━━ TEXT SHOWN

Maybe it’s time to buy into this growth story
The share price of acquisitive health brands conglomerate Ascendis — which is well off a record high of R28.97 — might suggest an outbreak of investor scepticism. This is not entirely surprising. Companies that grow rapidly by acquisition are prone to bouts of investor doubt, simply because wizened market watchers know that sometimes one bad deal can quickly infect an entire organisation.
To date there are no clear symptoms that Ascendis has bought a lemon — but IM suspects the market was a tad spooked by recent international sports nutrition acquisition not performing to expectations.
But a recent investor update from Ascendis certainly suggests operations are hale and hearty, and that perhaps the market has not diagnosed prospects realistically.
Reviewing the five months since close of the interim period to end December, Ascendis indicated that the Pharma-Med division was performing strongly, with further improvements expected.
International subsidiary Remedica was on track for double-digit growth and Farmalider in Spain was delivering results that were ahead of expectations.
Though forex headwinds were still affecting margins in the local pharma businesses, the SA operations were expected to improve compared with the first half due to rationalisation and plant improvement projects.
There was also ongoing double-digit growth in the company’s Medical Devices division, with the loss of one agency being compensated for by the adding of new brands.

━━━━
━━ DATA SECTION

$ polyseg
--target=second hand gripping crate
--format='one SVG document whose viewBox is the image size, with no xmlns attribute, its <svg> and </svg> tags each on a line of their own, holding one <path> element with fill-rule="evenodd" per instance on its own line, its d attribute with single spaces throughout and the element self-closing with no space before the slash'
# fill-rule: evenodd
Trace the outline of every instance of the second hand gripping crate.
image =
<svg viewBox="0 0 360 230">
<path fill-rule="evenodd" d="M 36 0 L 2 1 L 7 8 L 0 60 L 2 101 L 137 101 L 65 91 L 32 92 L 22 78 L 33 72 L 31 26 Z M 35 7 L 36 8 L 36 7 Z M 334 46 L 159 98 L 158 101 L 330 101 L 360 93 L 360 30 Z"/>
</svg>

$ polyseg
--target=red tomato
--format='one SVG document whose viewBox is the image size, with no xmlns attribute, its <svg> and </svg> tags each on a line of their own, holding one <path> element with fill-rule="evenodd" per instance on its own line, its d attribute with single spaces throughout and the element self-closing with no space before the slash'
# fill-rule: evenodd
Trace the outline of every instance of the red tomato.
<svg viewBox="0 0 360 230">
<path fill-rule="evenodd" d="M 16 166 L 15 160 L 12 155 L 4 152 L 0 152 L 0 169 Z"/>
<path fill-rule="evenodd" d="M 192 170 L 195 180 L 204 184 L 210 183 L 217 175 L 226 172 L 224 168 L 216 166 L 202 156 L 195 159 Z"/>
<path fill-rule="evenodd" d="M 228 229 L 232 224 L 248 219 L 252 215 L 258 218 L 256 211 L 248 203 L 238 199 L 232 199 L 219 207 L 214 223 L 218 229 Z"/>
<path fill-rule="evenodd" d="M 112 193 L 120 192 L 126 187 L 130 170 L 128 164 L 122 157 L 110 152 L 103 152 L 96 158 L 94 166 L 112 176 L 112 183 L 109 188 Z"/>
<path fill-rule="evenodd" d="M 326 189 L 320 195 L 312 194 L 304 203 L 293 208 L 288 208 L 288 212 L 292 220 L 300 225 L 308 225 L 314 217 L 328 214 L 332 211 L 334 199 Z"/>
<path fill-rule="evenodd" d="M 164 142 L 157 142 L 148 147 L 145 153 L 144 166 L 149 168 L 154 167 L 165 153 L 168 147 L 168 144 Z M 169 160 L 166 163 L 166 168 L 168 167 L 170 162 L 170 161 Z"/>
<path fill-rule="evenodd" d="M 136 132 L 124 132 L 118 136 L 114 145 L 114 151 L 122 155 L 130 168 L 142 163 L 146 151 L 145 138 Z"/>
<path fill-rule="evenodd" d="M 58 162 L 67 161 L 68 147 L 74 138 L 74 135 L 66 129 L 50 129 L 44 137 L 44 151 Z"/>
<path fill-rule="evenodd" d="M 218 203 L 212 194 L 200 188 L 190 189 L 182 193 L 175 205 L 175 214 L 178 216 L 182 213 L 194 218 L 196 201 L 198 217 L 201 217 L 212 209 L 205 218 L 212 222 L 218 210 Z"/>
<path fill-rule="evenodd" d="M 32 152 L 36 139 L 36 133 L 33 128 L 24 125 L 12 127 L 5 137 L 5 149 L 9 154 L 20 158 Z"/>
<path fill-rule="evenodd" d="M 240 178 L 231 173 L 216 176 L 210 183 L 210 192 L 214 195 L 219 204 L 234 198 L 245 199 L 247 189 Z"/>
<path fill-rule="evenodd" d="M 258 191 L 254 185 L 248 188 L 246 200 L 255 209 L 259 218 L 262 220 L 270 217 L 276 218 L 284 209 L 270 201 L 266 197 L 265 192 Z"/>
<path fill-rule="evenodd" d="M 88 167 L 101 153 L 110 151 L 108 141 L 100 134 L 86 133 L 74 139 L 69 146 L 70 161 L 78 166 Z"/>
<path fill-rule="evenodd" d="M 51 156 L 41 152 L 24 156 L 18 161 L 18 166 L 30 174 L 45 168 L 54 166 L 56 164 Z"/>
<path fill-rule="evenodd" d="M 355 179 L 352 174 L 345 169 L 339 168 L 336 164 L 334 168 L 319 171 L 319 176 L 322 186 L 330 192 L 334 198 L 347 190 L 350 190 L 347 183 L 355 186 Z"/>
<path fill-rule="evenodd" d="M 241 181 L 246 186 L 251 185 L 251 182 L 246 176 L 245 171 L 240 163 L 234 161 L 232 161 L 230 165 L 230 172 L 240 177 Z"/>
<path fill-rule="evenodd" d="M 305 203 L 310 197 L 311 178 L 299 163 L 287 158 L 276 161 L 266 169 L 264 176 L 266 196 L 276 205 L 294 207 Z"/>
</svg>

━━━━

> **WORK TASK**:
Can you set down the whole article on Ascendis word for word?

> **WRITTEN SOLUTION**:
Maybe it’s time to buy into this growth story
The share price of acquisitive health brands conglomerate Ascendis — which is well off a record high of R28.97 — might suggest an outbreak of investor scepticism. This is not entirely surprising. Companies that grow rapidly by acquisition are prone to bouts of investor doubt, simply because wizened market watchers know that sometimes one bad deal can quickly infect an entire organisation.
To date there are no clear symptoms that Ascendis has bought a lemon — but IM suspects the market was a tad spooked by recent international sports nutrition acquisition not performing to expectations.
But a recent investor update from Ascendis certainly suggests operations are hale and hearty, and that perhaps the market has not diagnosed prospects realistically.
Reviewing the five months since close of the interim period to end December, Ascendis indicated that the Pharma-Med division was performing strongly, with further improvements expected.
International subsidiary Remedica was on track for double-digit growth and Farmalider in Spain was delivering results that were ahead of expectations.
Though forex headwinds were still affecting margins in the local pharma businesses, the SA operations were expected to improve compared with the first half due to rationalisation and plant improvement projects.
There was also ongoing double-digit growth in the company’s Medical Devices division, with the loss of one agency being compensated for by the adding of new brands.